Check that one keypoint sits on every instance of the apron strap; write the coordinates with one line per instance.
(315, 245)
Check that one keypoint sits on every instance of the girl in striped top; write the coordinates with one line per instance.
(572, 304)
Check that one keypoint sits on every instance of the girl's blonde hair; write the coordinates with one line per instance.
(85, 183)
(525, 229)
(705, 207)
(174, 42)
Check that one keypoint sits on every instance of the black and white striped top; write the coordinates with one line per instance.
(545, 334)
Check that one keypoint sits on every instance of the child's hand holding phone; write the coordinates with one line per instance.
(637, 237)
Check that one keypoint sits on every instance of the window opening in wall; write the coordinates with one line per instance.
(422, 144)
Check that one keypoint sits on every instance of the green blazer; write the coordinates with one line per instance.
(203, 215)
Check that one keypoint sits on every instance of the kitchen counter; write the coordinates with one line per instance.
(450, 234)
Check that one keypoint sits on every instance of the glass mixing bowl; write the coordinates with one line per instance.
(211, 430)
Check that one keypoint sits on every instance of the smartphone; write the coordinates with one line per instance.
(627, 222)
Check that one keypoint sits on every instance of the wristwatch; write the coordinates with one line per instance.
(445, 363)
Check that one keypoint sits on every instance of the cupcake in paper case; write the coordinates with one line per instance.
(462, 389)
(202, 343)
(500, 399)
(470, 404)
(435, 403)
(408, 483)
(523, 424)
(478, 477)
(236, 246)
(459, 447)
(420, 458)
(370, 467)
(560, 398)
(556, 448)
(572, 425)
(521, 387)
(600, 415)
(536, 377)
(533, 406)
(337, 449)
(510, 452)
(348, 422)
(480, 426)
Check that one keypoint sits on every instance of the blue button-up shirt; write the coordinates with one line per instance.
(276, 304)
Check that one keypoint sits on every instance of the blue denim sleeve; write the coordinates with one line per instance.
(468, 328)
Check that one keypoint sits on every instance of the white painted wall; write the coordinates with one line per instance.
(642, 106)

SET TASK> Copy the items from the line containing "the blue denim" through the end of the items, inclusive, and leave each request unchanged. Add 51 to both numbers in every coordinate pair in the answers.

EXPECTED OUTPUT>
Check that one keypoint sits on every instance of the blue denim sleeve; write the coordinates with one line per instance.
(519, 379)
Check that one keypoint sits on every instance of the white painted wall; write the coordinates with one line per instance.
(693, 157)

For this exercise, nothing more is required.